Return only the final portion of the entries: the line with "of the tall" and every line after it, each one exact.

[Provided records — start]

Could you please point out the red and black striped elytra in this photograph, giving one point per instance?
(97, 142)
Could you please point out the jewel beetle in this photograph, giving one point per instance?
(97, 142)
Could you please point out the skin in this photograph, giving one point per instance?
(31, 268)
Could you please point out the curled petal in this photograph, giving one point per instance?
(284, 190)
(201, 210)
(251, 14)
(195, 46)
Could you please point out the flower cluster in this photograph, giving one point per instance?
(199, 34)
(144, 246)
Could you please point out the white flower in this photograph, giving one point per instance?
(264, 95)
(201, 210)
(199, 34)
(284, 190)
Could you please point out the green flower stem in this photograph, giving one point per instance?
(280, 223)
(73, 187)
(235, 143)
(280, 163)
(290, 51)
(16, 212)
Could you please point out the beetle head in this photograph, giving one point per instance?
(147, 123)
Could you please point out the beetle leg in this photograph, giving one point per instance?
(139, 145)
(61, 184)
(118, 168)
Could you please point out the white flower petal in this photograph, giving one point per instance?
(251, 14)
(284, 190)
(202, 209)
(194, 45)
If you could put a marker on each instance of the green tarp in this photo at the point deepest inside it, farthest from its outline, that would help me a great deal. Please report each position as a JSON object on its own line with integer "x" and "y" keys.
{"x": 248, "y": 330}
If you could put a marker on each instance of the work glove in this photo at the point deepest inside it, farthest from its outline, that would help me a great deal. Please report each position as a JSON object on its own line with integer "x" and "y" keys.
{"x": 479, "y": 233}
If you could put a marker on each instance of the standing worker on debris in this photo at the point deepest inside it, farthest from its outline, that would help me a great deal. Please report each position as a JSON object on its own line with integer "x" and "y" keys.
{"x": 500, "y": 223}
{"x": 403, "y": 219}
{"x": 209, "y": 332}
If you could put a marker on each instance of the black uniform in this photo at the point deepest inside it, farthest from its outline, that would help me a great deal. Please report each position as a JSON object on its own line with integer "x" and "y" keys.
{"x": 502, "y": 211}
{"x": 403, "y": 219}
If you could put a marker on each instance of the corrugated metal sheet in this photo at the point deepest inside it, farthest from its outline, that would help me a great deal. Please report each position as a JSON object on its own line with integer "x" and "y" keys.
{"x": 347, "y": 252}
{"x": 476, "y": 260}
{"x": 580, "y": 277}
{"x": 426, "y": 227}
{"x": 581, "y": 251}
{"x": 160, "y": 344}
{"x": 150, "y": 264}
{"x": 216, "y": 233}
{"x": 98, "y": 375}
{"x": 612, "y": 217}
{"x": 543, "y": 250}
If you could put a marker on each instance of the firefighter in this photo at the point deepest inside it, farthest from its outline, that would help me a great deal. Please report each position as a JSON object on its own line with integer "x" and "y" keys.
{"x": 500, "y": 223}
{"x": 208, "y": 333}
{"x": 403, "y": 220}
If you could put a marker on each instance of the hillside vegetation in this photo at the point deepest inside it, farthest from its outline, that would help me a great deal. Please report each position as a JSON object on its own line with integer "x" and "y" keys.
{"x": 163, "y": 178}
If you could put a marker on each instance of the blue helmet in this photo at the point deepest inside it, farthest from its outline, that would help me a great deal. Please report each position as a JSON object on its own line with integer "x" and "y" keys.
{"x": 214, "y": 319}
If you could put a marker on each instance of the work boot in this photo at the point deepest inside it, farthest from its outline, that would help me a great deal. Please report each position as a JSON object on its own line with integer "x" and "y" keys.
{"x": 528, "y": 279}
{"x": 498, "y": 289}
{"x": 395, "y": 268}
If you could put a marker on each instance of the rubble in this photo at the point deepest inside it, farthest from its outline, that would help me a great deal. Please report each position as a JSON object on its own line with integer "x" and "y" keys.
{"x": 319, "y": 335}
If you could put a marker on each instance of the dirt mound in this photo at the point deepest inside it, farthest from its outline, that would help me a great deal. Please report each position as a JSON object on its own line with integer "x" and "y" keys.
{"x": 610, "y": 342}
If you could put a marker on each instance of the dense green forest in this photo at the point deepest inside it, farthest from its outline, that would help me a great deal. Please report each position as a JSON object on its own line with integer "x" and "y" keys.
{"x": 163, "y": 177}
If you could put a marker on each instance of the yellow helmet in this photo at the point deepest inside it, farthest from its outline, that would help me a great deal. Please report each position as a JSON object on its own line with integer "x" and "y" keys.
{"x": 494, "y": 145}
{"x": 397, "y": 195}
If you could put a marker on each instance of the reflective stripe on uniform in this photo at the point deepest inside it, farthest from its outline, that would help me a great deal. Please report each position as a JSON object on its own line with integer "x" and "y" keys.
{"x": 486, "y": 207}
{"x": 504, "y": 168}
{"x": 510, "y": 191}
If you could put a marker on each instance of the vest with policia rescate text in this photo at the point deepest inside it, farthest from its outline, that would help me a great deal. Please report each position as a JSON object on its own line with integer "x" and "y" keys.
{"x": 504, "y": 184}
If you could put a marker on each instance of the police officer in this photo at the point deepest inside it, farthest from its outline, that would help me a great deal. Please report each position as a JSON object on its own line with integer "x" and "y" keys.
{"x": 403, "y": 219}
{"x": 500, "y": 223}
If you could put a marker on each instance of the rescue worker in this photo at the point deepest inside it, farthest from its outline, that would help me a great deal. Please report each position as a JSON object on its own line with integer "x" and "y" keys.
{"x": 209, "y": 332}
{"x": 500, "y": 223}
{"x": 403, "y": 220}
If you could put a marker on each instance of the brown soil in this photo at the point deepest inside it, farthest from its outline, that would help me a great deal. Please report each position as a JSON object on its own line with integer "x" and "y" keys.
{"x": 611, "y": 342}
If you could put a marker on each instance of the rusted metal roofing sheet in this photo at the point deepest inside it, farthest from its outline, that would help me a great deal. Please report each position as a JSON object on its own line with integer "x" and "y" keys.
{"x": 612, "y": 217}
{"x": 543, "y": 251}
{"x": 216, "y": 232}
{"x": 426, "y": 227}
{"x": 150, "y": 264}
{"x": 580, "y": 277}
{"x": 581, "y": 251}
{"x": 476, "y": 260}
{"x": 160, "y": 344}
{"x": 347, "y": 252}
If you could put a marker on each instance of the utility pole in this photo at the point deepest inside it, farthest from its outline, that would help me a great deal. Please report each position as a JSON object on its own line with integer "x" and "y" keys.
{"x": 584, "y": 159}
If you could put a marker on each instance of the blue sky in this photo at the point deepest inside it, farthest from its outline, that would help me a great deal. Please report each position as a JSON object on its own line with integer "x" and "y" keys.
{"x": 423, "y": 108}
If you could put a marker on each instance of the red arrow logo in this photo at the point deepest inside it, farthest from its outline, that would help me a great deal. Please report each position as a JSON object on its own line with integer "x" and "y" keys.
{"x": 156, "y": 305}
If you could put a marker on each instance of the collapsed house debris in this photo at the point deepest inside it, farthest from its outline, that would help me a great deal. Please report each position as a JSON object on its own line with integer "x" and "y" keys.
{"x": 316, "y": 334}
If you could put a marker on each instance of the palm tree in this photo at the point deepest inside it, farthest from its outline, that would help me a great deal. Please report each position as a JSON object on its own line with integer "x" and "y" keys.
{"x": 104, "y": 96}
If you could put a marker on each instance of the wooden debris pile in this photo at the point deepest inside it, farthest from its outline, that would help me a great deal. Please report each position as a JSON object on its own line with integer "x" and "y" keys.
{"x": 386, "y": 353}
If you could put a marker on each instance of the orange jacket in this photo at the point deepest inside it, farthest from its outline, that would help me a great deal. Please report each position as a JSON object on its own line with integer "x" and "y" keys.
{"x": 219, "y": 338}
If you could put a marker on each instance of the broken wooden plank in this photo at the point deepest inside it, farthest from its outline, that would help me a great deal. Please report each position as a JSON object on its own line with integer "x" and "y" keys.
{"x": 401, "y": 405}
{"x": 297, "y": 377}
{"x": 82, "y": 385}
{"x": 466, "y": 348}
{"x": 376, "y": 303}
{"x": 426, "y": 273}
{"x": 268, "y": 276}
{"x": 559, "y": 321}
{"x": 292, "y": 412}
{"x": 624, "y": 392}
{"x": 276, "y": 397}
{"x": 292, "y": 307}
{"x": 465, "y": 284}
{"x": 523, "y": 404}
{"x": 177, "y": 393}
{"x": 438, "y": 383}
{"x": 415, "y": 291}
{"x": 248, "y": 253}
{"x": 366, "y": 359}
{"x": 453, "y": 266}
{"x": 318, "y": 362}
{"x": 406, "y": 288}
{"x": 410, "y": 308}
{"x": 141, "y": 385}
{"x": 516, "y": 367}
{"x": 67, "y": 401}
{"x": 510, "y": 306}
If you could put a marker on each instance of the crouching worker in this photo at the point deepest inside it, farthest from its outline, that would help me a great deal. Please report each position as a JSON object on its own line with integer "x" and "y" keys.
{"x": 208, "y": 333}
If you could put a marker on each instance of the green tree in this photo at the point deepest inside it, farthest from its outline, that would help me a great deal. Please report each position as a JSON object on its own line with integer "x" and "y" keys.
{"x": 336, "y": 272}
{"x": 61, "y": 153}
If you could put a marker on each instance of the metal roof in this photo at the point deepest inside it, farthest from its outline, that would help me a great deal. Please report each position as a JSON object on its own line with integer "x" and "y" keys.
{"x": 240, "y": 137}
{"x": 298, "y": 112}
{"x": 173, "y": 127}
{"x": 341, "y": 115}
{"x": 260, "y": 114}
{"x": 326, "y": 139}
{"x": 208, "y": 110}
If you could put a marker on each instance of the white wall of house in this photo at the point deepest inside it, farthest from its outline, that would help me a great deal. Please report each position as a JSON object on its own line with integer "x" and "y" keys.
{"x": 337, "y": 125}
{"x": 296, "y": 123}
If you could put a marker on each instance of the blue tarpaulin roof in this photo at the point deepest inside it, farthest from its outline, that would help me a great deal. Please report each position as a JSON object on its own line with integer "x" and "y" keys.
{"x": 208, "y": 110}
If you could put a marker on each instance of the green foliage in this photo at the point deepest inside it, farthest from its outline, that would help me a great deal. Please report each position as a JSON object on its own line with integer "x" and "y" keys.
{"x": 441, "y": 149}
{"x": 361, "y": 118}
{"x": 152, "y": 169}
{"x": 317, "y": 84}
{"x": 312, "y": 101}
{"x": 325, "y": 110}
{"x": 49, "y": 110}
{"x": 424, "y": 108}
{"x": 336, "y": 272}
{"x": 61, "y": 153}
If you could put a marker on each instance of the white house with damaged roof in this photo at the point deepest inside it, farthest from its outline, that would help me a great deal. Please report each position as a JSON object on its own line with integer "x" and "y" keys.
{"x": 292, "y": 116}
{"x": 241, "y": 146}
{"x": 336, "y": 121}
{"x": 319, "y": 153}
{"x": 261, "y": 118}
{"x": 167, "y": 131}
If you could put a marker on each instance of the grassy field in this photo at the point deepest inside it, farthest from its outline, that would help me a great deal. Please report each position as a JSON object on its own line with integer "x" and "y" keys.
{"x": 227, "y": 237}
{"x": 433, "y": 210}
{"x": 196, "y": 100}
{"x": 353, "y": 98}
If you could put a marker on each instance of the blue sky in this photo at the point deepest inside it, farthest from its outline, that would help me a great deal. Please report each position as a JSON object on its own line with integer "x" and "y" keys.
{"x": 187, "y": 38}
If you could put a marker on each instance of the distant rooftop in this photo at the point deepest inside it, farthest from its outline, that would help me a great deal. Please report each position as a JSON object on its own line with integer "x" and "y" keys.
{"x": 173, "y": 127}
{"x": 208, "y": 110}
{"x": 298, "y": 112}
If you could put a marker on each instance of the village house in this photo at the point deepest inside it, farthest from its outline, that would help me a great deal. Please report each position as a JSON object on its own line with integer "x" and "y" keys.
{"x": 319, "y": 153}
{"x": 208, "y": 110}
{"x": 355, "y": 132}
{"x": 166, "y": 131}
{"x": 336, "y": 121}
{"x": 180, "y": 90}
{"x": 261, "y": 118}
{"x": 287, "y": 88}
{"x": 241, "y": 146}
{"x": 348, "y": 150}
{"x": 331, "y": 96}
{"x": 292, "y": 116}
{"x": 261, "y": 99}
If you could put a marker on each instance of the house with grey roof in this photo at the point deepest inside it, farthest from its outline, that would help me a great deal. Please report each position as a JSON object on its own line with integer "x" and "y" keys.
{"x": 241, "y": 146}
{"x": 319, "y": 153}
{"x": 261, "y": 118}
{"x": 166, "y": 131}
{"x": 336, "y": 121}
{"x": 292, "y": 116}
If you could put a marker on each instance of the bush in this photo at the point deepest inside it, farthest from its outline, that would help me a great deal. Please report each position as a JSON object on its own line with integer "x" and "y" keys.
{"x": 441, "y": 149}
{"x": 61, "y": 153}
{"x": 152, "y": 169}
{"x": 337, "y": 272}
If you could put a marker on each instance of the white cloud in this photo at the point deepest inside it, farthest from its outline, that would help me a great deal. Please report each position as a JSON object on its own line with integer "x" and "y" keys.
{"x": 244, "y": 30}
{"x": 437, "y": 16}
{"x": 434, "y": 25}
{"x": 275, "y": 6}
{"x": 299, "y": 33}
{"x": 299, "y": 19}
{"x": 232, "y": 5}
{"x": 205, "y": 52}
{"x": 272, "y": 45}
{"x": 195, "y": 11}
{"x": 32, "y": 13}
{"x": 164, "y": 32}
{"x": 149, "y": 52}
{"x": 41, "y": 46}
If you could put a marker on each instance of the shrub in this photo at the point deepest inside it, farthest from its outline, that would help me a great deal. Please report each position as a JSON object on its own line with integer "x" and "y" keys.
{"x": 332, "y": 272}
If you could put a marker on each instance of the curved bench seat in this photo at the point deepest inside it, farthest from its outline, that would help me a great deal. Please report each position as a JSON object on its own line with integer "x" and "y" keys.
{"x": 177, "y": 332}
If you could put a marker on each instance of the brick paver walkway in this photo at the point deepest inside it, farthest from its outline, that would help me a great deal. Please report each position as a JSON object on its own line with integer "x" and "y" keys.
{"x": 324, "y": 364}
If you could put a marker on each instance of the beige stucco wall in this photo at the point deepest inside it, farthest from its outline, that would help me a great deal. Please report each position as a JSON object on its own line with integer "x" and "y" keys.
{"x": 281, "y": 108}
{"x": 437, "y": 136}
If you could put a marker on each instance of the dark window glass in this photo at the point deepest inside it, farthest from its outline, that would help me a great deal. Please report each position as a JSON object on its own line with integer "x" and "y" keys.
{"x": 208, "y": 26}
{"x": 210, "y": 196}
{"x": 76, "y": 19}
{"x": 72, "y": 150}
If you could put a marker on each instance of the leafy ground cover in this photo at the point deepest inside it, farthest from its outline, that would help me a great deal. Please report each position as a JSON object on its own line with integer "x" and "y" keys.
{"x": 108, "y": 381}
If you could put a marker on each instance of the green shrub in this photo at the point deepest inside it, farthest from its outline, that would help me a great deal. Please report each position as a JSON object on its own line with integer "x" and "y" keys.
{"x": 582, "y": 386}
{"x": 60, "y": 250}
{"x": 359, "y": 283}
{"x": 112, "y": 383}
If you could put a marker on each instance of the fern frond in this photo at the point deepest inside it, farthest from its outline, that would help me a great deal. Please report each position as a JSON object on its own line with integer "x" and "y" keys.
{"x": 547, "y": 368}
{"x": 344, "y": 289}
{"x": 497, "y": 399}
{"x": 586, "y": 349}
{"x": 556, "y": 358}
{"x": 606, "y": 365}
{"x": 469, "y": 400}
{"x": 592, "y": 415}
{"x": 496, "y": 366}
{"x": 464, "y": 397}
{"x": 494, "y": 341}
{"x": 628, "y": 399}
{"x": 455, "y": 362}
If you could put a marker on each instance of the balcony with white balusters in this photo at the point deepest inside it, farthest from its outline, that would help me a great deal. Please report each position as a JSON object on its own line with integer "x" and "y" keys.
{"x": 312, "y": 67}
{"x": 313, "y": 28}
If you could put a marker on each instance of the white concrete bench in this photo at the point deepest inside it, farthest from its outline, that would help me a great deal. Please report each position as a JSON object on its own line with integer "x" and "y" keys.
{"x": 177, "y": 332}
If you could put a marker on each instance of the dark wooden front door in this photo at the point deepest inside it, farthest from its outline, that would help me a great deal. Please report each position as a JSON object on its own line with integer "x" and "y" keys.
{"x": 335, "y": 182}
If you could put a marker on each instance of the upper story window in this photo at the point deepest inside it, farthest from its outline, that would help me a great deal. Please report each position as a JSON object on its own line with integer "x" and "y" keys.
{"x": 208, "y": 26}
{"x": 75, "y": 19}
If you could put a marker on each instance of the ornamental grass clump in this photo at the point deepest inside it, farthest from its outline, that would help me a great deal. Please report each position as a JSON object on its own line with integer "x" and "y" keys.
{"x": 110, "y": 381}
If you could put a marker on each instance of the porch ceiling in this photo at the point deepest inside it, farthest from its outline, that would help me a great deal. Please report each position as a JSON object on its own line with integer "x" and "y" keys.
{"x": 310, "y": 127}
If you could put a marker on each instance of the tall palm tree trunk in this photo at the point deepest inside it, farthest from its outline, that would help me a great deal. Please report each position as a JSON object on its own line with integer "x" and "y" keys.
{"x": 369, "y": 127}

[Provided records — finish]

__Reply__
If you could put a marker on each instance of the tall palm tree trunk in this photo at the point deepest inside it, farthest from its outline, that would help me a great deal. Please report each position as a JSON object on its own line with integer "x" and "y" keys.
{"x": 369, "y": 127}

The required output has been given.